### PROMPT
Print every line of the records below verbatim, omitting the pictures.

=-=-=-=-=

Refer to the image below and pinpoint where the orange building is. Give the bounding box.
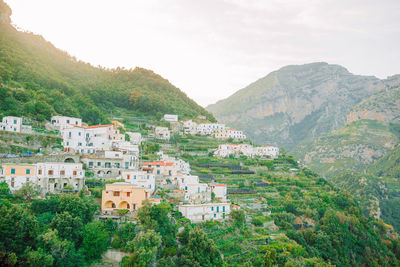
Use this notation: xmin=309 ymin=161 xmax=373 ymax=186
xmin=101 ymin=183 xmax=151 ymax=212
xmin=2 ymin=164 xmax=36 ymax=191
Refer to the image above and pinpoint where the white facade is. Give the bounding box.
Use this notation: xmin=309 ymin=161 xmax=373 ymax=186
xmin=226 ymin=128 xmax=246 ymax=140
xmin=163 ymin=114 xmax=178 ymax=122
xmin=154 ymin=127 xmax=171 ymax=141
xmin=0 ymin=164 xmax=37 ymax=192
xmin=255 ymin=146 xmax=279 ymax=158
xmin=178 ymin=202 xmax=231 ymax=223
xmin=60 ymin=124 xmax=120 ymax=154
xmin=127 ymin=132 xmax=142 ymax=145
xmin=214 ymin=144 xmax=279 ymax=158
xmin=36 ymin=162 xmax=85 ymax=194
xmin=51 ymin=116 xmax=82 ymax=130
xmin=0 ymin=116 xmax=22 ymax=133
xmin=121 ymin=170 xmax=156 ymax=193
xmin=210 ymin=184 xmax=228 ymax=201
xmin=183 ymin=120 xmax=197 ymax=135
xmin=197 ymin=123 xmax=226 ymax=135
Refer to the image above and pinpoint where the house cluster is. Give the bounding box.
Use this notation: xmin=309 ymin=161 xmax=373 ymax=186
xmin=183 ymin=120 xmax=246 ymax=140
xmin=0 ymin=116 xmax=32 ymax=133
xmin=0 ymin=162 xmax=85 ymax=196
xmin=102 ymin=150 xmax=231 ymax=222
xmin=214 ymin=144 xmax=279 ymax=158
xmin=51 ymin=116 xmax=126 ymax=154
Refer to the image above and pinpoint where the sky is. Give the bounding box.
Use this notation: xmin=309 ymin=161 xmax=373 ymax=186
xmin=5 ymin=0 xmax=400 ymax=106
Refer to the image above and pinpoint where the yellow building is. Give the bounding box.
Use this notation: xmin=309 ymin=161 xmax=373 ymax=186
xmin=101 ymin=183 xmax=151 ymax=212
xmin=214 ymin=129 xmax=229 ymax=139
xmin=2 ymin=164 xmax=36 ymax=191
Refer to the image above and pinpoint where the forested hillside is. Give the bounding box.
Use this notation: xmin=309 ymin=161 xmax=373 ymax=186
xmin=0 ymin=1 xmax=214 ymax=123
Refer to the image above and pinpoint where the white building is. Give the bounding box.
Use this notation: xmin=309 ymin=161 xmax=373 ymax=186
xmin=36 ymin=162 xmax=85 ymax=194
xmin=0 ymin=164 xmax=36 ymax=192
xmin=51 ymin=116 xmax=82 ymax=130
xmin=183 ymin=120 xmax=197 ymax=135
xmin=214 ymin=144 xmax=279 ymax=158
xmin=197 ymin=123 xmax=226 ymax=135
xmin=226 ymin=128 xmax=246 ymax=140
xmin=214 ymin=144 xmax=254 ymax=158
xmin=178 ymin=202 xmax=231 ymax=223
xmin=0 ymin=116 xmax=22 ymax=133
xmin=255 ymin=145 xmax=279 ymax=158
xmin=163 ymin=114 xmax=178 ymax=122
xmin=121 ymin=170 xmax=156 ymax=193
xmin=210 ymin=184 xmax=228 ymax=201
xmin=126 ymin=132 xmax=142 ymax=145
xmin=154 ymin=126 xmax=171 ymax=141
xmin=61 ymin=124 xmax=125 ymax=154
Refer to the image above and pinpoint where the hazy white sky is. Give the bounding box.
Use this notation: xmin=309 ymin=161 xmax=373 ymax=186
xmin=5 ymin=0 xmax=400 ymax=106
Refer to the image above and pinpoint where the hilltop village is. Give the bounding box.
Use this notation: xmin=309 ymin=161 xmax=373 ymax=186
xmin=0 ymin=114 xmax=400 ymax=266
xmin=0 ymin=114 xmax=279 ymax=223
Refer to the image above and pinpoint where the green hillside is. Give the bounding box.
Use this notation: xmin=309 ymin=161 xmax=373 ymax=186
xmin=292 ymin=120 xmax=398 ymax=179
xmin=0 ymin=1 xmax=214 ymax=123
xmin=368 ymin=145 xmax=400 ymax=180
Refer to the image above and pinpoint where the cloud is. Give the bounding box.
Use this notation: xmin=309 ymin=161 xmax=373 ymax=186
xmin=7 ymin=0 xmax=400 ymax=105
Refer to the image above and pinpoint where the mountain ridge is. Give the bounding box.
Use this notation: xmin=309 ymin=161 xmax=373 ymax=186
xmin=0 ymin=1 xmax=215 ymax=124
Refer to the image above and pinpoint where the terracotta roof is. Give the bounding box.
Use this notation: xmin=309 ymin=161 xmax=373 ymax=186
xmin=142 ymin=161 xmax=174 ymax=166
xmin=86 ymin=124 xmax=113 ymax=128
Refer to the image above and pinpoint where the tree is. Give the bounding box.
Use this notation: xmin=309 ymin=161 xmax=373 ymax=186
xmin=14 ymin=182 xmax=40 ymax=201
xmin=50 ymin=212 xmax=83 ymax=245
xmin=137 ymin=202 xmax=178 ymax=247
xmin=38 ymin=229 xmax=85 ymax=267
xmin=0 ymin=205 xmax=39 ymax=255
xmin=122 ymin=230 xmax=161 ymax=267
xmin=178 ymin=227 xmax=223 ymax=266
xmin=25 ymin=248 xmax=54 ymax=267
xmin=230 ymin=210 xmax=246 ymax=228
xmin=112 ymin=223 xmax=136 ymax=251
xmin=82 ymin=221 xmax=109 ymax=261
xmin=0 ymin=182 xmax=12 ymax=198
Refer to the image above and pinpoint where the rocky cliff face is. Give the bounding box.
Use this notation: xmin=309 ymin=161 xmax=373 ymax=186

=-=-=-=-=

### TASK OUTPUT
Refer to the image below and pinpoint where the orange building is. Give the bounding box.
Use this notation: xmin=309 ymin=161 xmax=373 ymax=186
xmin=101 ymin=183 xmax=151 ymax=212
xmin=2 ymin=164 xmax=36 ymax=191
Refer to the image above and pinpoint where the white facade is. Give the bounding box.
Use this notation: xmin=309 ymin=161 xmax=373 ymax=186
xmin=226 ymin=128 xmax=246 ymax=140
xmin=163 ymin=114 xmax=178 ymax=122
xmin=154 ymin=127 xmax=171 ymax=141
xmin=0 ymin=164 xmax=37 ymax=192
xmin=255 ymin=146 xmax=279 ymax=158
xmin=178 ymin=202 xmax=231 ymax=223
xmin=60 ymin=124 xmax=120 ymax=154
xmin=127 ymin=132 xmax=142 ymax=145
xmin=214 ymin=144 xmax=279 ymax=158
xmin=36 ymin=162 xmax=85 ymax=194
xmin=51 ymin=116 xmax=82 ymax=130
xmin=0 ymin=116 xmax=22 ymax=133
xmin=121 ymin=170 xmax=156 ymax=193
xmin=210 ymin=184 xmax=228 ymax=201
xmin=183 ymin=120 xmax=197 ymax=135
xmin=197 ymin=123 xmax=226 ymax=135
Refer to the image above and pinpoint where the house cluster is. Give the bounding box.
Use this notation: xmin=309 ymin=161 xmax=373 ymax=186
xmin=183 ymin=120 xmax=246 ymax=140
xmin=0 ymin=116 xmax=32 ymax=133
xmin=0 ymin=162 xmax=85 ymax=196
xmin=102 ymin=150 xmax=231 ymax=222
xmin=214 ymin=144 xmax=279 ymax=158
xmin=51 ymin=116 xmax=126 ymax=154
Refer to the image above and pinpoint where the sky is. Give the bounding box.
Use this notation: xmin=309 ymin=161 xmax=373 ymax=186
xmin=5 ymin=0 xmax=400 ymax=106
Refer to the image above and pinpoint where the yellow building is. Give the bounding box.
Use this notation: xmin=309 ymin=161 xmax=373 ymax=186
xmin=101 ymin=183 xmax=151 ymax=212
xmin=214 ymin=129 xmax=229 ymax=139
xmin=2 ymin=164 xmax=36 ymax=191
Refer to the image above and pinpoint where the forested hillside is. Give the bounding box.
Use this notation: xmin=309 ymin=161 xmax=373 ymax=186
xmin=0 ymin=1 xmax=214 ymax=123
Refer to the image above and pinpoint where the white building is. Give the bounding box.
Use this notation: xmin=309 ymin=161 xmax=373 ymax=186
xmin=36 ymin=162 xmax=85 ymax=194
xmin=0 ymin=164 xmax=36 ymax=192
xmin=51 ymin=116 xmax=82 ymax=130
xmin=183 ymin=120 xmax=197 ymax=135
xmin=214 ymin=144 xmax=279 ymax=158
xmin=197 ymin=123 xmax=226 ymax=135
xmin=226 ymin=128 xmax=246 ymax=140
xmin=214 ymin=144 xmax=254 ymax=158
xmin=178 ymin=202 xmax=231 ymax=223
xmin=0 ymin=116 xmax=22 ymax=133
xmin=255 ymin=145 xmax=279 ymax=158
xmin=163 ymin=114 xmax=178 ymax=122
xmin=121 ymin=170 xmax=156 ymax=193
xmin=210 ymin=184 xmax=228 ymax=201
xmin=126 ymin=132 xmax=142 ymax=145
xmin=154 ymin=126 xmax=171 ymax=141
xmin=61 ymin=124 xmax=125 ymax=154
Refer to the image above and pinpoint where the hazy white sky is. Give the bounding box.
Use this notation: xmin=309 ymin=161 xmax=373 ymax=186
xmin=5 ymin=0 xmax=400 ymax=106
Refer to the image above and pinpoint where the hilltop village is. Give the bounding box.
Use this notation: xmin=309 ymin=161 xmax=373 ymax=186
xmin=0 ymin=114 xmax=400 ymax=266
xmin=0 ymin=114 xmax=279 ymax=223
Refer to the image above and pinpoint where the green hillside is. Give the bounding box.
Use this notation: xmin=309 ymin=161 xmax=373 ymax=186
xmin=292 ymin=120 xmax=398 ymax=179
xmin=0 ymin=1 xmax=214 ymax=123
xmin=368 ymin=145 xmax=400 ymax=180
Refer to the image above and pinpoint where the cloud is. Give the bounding box.
Use this notation: xmin=309 ymin=161 xmax=373 ymax=186
xmin=7 ymin=0 xmax=400 ymax=105
Refer to the image above and pinpoint where the mountain ridge is. Give the bounding box.
Use this notation: xmin=309 ymin=161 xmax=373 ymax=186
xmin=0 ymin=1 xmax=215 ymax=124
Refer to the image above and pinpoint where the terracotta roof is. Give the bounding box.
Use this notation: xmin=309 ymin=161 xmax=373 ymax=186
xmin=142 ymin=161 xmax=174 ymax=166
xmin=86 ymin=124 xmax=113 ymax=128
Refer to the image above and pinpoint where the tree is. Give the bounding box.
Use this notation: xmin=309 ymin=161 xmax=373 ymax=186
xmin=14 ymin=182 xmax=40 ymax=201
xmin=50 ymin=212 xmax=83 ymax=245
xmin=137 ymin=202 xmax=178 ymax=247
xmin=38 ymin=229 xmax=85 ymax=267
xmin=0 ymin=205 xmax=39 ymax=255
xmin=122 ymin=230 xmax=161 ymax=267
xmin=178 ymin=227 xmax=223 ymax=266
xmin=25 ymin=248 xmax=54 ymax=267
xmin=230 ymin=210 xmax=246 ymax=228
xmin=112 ymin=223 xmax=136 ymax=251
xmin=82 ymin=221 xmax=109 ymax=261
xmin=0 ymin=182 xmax=12 ymax=198
Refer to the image above and pinpoint where the rocky cliff face is. Give the bounding box.
Use this notation: xmin=309 ymin=161 xmax=373 ymax=186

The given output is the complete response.